(Document source)
....
J’ai souvent parlé de l’amour effréné des Allemands pour le tabac.

Les Français et les Anglais consomment par an et par tête une livre de ce narcotique ; c’est environ pour nous seuls vingt millions de kilogrammes ; les Turcs, que je croyais les plus grands fumeurs du monde, restent à deux livres et demie. Les Allemands vont à trois, mais comme les Hollandais sont à quatre, ils travaillent à les rattraper et en viendront à bout, sans faire attention que les Bataves, vivant à peu près dans l’eau, ont peut-être une raison hygiénique de chasser l’humidité qui les pénètre par du feu dans la bouche et dans l’estomac : la pipe et le genièvre. Il est vrai que les Allemands se mettent autant qu’ils peuvent dans des conditions d’humidité analogues par l’énorme quantité de bière qu’ils absorbent. Ils boivent pour fumer et fument pour boire. Avec ce régime-là, l’Allemagne est devenue, ou sera bientôt, le pays qui produit le plus de fumée.
....
(Consigne)
Poursuivez le texte ci-dessus sur le goût des Allemands pour le tabac, en reprenant juste après sa dernière phrase.

(Données fournies)
....
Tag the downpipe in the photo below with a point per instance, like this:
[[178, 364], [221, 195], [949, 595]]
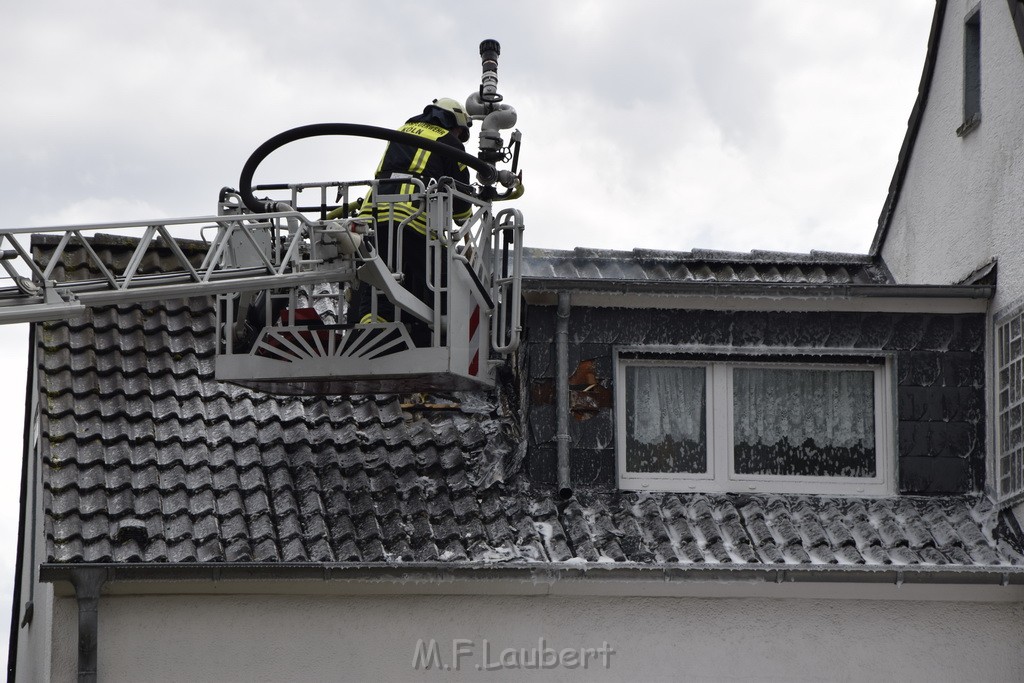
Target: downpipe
[[562, 394]]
....
(Résultat de l'exercice)
Ce goût fait pourtant sortir déjà du pays pas mal d’argent. Le Zollverein est obligé d’acheter au dehors les trois huitièmes de sa consommation.

Le philosophe s’attriste à mesurer la masse immense de travail qui, chaque année, est dépensé d’un pôle à l’autre pour la satisfaction d’un besoin tout factice. Mais que sa vue réjouit le cœur du financier ! Elle fournit d’inépuisables ressources pour les budgets aux abois, et répand l’aisance parmi ceux qui la cultivent. Le petit pays de Bade à lui seul produit cent vingt mille quintaux de tabac par an, ce qui, à raison de trente francs, en moyenne, lui rapporte trois millions six cent mille francs.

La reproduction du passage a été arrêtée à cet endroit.